# WHAT THE EXERCISE ASKS
Copy out word for word the rows below, beginning at the line that contains "of the beaded" and stopping after the line that contains "x=483 y=1168".

# RAW DATA
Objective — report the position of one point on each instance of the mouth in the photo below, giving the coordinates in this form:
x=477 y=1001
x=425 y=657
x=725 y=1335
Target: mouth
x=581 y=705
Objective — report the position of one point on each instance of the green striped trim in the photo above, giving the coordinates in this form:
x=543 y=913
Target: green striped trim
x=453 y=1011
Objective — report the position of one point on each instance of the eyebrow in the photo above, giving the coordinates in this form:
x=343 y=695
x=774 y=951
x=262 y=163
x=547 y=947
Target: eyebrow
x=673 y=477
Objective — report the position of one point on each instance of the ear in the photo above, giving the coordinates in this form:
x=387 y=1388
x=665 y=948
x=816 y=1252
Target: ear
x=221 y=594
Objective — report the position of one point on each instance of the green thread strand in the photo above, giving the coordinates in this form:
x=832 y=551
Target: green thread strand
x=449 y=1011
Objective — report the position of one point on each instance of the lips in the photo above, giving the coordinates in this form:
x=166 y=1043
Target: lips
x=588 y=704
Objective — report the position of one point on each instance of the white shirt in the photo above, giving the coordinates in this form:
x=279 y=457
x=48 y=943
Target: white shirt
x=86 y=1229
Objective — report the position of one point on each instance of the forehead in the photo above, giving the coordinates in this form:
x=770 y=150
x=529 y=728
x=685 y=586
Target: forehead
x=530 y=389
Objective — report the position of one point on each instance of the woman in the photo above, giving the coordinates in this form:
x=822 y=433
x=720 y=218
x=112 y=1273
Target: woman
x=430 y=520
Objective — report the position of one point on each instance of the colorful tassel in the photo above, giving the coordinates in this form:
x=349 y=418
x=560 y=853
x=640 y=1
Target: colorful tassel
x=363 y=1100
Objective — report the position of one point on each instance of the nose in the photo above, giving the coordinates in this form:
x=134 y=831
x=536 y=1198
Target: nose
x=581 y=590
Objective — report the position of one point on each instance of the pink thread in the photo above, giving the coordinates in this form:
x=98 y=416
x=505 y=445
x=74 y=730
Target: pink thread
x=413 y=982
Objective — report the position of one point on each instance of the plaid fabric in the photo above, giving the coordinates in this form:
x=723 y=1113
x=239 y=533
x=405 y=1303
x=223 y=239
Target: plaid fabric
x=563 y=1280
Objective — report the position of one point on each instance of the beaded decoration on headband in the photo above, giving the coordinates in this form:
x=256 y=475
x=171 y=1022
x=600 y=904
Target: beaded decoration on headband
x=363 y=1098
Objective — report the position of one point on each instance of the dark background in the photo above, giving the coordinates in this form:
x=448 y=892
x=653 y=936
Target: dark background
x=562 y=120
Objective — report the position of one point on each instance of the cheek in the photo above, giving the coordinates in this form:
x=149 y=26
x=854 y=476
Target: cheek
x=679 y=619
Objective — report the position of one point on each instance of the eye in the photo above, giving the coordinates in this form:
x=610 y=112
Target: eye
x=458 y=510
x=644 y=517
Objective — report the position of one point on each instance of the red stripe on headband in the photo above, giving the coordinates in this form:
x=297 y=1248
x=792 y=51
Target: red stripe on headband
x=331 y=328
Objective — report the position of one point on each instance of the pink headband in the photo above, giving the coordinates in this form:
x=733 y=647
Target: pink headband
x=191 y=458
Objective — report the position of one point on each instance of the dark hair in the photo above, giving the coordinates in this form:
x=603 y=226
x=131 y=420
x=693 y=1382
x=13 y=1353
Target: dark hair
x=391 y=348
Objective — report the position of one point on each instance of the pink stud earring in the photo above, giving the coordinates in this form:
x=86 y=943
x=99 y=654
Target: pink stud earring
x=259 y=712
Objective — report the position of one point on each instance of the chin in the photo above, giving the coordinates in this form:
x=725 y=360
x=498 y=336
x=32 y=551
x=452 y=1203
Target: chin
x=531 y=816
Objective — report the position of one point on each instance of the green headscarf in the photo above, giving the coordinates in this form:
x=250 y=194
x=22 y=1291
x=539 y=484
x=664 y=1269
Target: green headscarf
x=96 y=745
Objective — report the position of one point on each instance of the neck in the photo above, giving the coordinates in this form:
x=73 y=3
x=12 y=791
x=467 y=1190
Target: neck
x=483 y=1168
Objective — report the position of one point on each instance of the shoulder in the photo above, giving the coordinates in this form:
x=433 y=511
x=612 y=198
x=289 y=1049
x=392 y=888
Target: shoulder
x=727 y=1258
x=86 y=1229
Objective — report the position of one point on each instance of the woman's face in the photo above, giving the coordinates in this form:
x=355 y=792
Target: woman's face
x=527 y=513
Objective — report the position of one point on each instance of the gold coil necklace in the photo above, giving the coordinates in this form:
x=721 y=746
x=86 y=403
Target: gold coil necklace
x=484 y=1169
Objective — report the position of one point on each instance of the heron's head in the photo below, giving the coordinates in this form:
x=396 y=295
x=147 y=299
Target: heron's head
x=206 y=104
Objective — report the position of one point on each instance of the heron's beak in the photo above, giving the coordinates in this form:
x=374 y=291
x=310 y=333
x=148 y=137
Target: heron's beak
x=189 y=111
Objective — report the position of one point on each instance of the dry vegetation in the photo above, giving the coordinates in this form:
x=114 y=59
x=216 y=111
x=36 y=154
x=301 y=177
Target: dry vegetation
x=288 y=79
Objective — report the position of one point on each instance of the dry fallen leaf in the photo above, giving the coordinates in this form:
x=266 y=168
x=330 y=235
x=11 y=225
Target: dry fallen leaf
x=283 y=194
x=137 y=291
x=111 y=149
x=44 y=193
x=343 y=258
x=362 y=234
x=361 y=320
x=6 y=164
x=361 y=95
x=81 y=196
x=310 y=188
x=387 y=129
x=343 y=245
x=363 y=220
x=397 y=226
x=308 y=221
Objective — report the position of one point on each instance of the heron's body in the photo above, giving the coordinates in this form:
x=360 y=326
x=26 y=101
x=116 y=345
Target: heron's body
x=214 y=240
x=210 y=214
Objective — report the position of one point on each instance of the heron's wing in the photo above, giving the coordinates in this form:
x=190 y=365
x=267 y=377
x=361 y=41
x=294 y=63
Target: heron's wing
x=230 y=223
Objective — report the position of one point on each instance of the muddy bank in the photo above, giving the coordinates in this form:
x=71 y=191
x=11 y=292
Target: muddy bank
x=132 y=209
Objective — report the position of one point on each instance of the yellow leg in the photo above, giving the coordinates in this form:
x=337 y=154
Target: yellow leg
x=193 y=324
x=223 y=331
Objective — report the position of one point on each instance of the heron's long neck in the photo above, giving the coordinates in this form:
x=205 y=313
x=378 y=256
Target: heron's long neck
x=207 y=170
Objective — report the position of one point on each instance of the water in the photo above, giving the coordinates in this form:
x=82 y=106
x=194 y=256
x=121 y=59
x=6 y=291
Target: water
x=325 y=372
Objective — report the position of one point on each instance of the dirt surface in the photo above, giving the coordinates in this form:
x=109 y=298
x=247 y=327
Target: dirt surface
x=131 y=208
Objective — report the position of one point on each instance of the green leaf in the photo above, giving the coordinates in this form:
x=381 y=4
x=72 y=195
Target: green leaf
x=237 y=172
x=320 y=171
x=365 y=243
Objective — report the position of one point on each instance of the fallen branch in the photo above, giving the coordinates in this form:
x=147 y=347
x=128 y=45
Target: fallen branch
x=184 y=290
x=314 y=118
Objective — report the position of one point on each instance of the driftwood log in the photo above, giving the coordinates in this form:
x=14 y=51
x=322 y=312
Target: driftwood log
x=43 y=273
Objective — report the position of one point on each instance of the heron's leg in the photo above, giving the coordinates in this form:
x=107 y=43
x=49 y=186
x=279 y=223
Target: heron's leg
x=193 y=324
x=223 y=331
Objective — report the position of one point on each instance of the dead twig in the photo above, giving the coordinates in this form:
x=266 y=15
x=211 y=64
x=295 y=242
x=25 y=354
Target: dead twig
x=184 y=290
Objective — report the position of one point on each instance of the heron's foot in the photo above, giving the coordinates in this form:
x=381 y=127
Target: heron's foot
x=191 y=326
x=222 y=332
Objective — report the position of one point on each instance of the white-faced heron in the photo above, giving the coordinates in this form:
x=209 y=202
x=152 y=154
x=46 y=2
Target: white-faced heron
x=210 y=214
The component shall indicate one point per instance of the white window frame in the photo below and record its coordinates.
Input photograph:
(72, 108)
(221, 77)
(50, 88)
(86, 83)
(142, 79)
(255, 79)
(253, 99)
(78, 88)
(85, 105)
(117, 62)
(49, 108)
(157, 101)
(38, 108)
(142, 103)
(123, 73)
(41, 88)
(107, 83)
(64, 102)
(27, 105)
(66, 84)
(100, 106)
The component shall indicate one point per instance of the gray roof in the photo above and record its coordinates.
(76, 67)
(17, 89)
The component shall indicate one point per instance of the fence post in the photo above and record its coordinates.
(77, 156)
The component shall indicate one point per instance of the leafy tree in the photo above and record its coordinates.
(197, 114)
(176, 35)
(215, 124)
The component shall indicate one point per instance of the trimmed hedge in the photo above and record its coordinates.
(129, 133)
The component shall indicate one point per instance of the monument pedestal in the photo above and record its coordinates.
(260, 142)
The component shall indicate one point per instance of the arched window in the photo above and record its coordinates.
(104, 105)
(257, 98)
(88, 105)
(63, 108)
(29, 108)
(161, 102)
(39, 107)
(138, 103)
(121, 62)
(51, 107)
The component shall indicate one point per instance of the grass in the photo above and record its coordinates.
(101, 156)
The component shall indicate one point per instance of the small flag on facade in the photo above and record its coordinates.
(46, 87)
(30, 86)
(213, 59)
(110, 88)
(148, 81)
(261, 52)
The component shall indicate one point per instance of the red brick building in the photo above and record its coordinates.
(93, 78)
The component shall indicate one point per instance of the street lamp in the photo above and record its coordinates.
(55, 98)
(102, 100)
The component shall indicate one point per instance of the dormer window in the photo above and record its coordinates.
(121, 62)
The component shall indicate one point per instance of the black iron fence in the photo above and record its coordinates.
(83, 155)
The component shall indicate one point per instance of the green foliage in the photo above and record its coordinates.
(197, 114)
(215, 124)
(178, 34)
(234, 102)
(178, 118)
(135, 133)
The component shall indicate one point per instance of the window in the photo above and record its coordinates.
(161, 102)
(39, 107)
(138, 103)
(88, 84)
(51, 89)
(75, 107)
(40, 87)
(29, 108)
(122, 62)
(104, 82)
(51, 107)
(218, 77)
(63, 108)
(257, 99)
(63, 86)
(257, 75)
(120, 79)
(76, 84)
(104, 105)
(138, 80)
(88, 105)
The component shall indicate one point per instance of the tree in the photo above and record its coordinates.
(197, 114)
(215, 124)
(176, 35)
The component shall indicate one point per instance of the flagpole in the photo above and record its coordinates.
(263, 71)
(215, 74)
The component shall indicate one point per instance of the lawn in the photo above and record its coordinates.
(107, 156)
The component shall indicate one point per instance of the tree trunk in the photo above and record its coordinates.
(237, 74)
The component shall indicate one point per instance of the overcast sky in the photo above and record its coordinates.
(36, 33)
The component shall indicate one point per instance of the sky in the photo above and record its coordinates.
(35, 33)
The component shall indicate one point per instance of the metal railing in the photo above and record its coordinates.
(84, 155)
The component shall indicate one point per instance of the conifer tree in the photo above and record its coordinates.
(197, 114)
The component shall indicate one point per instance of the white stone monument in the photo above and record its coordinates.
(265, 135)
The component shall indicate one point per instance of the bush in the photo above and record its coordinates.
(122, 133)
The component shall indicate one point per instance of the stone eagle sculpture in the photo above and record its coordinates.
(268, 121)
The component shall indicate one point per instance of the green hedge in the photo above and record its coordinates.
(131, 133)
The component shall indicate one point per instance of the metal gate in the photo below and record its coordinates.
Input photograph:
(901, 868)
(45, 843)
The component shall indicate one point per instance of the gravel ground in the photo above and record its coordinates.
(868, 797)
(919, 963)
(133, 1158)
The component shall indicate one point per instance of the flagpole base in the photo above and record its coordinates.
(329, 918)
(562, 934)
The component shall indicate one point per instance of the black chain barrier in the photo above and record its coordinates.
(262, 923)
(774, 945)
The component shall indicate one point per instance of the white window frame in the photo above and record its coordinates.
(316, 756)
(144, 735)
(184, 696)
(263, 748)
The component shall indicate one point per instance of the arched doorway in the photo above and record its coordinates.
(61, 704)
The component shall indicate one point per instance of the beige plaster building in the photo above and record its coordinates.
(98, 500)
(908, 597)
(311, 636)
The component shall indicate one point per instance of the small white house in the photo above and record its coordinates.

# SOLUTION TO THE EXERCISE
Objective — report the position of one point on each instance of the beaded decoration on headband in the photo above, giving the coordinates in this form:
x=256 y=475
x=171 y=1022
x=600 y=904
Target: beaded decoration on headband
x=363 y=1098
Objective — report the position of one point on each instance of the dark background in the photo above, giving the coordinates in this form:
x=448 y=892
x=653 y=936
Target: dark background
x=562 y=120
Objective — report the position of one point on each instance of the cheek in the photo above, giving the coordinates in this form:
x=149 y=26
x=854 y=476
Target: cheek
x=679 y=619
Objective — report the position of one point on each instance of the eye in the photo above, giving the coordinates in this form:
x=610 y=112
Target: eye
x=458 y=510
x=644 y=517
Objective — report the position of one point on each instance of the red stripe on headband in the photo above, giving the coordinates in this form:
x=297 y=1248
x=792 y=51
Target: red stripe on headband
x=331 y=328
Objective — report the position of one point on each instance of the pink headband in the photo above, giving the coordinates in this form:
x=733 y=647
Target: pink headband
x=191 y=458
Objective — report the position of one point on each instance of the dark hair in the photo above, giving the coordinates in this form:
x=603 y=226
x=131 y=420
x=693 y=1382
x=13 y=1353
Target: dark hair
x=391 y=348
Objective — report the position of one point on each instance of the pink stud earring in the photo above, giving the coordinates in this form:
x=86 y=943
x=99 y=654
Target: pink stud earring
x=259 y=712
Objective — report the position of one point on each instance of the chin in the photo above, giving the coordinates in this form:
x=725 y=360
x=498 y=336
x=32 y=551
x=452 y=1203
Target: chin
x=531 y=816
Objective — report the position of one point on each instance of the green headscarf in the photo above, giving the coordinates in this form:
x=250 y=194
x=22 y=1291
x=539 y=484
x=664 y=1269
Target: green headscarf
x=96 y=745
Objective — report the position of one point on each instance of the neck in the photo above, giving the coordinates in this form:
x=73 y=3
x=12 y=791
x=467 y=1190
Target: neck
x=483 y=1168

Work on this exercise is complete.